[START OF Supplied text]
Some of my favorite bluesmen are Robert Johnson, Howlin' Wolf, Muddy Waters, Eric Clapton and most of all, Stevie Ray Vaughan.

cadmium_blimp
10-16-2006, 03:21 PM
So far I'm limited to B.B. King, Robert Johnson, and some blues-rock if that counts, but I hope to get more someday. The amount of money I have is in no way equal to the number of albums I wish to buy.

Ilash
10-16-2006, 04:39 PM
Well, we have one for Elvis and The Beatles. Why not have one for the musical style that created Rock and Roll as we know it. As long as I can remember, I've always been a fan of the blues. There's just something free about it that just makes it appealing. The screaming guitar riffs, the thundering bass lines and the steady, yet syncopated drumming patterns are all keys to my love of the blues.

Some of my favorite bluesmen are Robert Johnson, Howlin' Wolf, Muddy Waters, Eric Clapton and most of all, Stevie Ray Vaughan.

Big fan of the blues here but I find your description of the blues somewhat puzzling because while many fit your criteria, just as many don't - including Robert Johnson who heads off your list. I would also say that SRV is by far my least favourite of the artists you mentoned.

Patriot07
10-16-2006, 08:08 PM
Big fan of the blues here but I find your description of the blues somewhat puzzling because while many fit your criteria, just as many don't - including Robert Johnson who heads off your list. I would also say that SRV is by far my least favourite of the artists you mentoned.

That wasn't my criteria or description of the blues. That's just what I really tend to like in blues. And every blues artist has something from that list. Usually the screaming guitar. No one can deny that Johnson's guitar spoke. If you want my description of the blues it's raw emotion set to music.

Also, I'm a die hard SRV fan. Have been for a very, very long time.

DennyK
10-17-2006, 06:26 AM
Patriot, when you get the funds, here's what I recommend you pick up:

Damn Right I've Got The Blues ~ Buddy Guy

The Paul Butterfield Blues Band ~ The Paul Butterfield Blues Band

I'll Play The Blues For You ~ Albert King

Live In Europe ~ Rory Gallagher

Briefcase Full Of Blues ~ The Blues Brothers

Best Of The Shelter Records Years ~ Freddie King

So Many Roads ~ Otis Rush


These are just a few of what I consider "must have" albums, and will also lead you to other great artists. Enjoy the journey.

Patrick Ferguson
10-17-2006, 10:15 AM
Right now I'm listening to a ton of Blind Blake. He's so good it's almost depressing.
[END OF Supplied text]
## Given request a:
In the blues forum thread, which Albert King album appears on the list of recommended albums?
[START OF Given information]
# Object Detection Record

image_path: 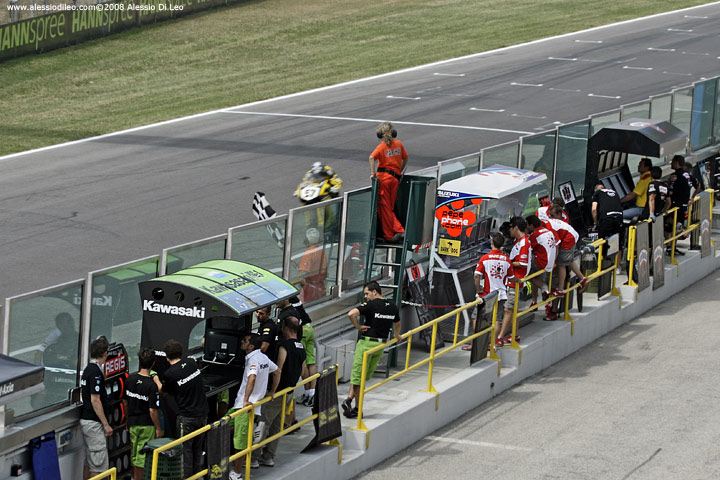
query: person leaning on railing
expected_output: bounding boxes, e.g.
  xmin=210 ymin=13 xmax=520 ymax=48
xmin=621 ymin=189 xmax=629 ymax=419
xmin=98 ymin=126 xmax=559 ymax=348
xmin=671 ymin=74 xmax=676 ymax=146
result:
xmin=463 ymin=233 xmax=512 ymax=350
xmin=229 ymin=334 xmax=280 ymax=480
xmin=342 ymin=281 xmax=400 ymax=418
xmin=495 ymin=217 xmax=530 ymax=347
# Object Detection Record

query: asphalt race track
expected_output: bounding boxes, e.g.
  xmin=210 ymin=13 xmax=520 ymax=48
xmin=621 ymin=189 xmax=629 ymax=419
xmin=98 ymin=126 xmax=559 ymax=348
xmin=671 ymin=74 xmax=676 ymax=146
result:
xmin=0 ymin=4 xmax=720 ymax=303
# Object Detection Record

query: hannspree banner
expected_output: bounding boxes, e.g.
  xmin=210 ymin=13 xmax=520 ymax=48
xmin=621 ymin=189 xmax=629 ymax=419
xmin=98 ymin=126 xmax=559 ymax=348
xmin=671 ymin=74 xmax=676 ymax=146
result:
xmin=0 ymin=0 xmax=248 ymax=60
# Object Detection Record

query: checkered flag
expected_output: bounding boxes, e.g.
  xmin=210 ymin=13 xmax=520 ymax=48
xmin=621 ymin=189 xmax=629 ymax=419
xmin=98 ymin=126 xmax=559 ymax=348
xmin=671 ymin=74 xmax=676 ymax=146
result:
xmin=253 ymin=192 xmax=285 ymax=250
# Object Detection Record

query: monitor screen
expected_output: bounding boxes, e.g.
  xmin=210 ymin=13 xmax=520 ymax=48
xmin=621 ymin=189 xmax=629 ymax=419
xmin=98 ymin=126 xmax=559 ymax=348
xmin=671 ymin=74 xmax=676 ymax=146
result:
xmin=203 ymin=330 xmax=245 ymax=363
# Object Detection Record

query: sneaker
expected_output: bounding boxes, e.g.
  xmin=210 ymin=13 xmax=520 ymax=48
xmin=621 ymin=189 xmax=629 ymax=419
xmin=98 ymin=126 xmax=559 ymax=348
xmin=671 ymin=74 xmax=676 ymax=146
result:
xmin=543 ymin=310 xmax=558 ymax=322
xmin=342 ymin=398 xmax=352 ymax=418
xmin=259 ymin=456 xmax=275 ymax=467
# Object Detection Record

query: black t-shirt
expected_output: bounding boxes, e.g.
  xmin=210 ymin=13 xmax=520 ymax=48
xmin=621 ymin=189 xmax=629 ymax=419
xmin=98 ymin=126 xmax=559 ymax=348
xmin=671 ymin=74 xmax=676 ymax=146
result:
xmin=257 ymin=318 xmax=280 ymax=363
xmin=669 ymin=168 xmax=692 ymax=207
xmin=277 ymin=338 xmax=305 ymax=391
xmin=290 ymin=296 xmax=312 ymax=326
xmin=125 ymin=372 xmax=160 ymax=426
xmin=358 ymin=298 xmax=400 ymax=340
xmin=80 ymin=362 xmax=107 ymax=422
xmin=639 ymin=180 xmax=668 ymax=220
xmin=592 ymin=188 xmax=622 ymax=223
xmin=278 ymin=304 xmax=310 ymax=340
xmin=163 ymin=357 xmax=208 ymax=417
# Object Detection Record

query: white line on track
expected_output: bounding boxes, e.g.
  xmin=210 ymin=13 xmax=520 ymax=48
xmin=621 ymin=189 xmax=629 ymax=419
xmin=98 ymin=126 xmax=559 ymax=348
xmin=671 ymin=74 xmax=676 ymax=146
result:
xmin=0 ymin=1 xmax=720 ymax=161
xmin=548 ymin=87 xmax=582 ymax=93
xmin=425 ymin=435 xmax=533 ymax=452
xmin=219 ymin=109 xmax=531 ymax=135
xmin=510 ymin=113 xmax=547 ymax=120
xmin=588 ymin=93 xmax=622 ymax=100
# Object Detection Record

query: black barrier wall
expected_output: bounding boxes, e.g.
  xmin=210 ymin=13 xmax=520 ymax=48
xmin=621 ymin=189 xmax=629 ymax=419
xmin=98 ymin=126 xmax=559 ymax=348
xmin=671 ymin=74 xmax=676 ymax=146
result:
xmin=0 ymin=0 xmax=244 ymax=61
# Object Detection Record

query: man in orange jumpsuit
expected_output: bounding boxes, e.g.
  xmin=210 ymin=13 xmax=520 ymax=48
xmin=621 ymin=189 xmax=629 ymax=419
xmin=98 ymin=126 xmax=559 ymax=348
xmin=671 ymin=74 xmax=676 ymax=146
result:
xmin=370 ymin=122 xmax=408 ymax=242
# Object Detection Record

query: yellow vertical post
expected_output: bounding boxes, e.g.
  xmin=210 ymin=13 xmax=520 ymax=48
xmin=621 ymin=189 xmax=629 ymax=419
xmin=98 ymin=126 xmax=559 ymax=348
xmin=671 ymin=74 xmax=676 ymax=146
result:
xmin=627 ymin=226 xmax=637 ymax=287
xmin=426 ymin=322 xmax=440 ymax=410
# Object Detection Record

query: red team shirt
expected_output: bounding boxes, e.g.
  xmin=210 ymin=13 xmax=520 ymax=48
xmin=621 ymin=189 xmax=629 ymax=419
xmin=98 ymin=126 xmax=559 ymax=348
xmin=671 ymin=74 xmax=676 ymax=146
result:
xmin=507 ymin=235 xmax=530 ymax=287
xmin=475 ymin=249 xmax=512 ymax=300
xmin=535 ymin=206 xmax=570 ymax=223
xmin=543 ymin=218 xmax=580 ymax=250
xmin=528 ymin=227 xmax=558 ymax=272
[END OF Given information]
[START OF Given information]
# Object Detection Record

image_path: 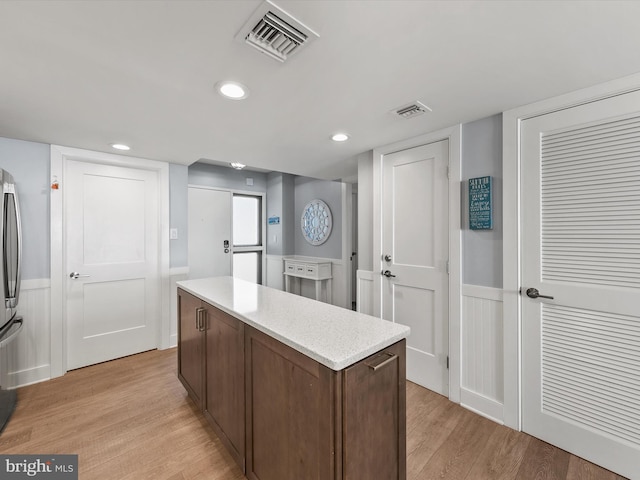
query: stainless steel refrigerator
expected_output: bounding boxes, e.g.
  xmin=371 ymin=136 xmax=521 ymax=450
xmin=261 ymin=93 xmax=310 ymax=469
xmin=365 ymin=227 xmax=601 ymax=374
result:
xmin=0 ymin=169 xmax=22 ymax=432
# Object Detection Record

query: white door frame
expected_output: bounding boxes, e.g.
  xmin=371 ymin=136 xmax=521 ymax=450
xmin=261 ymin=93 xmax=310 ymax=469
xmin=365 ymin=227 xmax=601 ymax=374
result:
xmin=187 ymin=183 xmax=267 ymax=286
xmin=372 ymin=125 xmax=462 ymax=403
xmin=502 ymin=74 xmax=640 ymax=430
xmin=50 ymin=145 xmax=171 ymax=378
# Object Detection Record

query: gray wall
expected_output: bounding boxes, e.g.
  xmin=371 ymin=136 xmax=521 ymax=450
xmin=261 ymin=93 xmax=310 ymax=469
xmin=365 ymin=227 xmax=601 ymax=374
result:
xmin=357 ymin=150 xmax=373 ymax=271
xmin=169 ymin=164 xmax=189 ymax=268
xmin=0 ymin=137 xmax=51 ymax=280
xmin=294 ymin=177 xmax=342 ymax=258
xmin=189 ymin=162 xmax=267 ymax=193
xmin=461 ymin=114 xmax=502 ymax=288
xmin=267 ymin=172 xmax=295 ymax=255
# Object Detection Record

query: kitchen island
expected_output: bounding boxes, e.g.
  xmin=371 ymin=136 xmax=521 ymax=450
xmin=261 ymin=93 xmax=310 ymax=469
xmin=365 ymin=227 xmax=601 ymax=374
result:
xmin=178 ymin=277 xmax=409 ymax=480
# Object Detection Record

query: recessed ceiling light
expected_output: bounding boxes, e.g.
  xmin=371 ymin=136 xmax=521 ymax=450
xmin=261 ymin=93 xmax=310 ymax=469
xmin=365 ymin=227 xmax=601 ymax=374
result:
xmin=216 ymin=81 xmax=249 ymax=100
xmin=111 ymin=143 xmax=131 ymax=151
[END OF Given information]
## Given request b:
Locate each line in the rows that contains the string "track" and copy those lines out, paying attention to upper and lower case.

## Result a:
I'll Play The Blues For You

## Result b:
query: asphalt race track
query: white line on track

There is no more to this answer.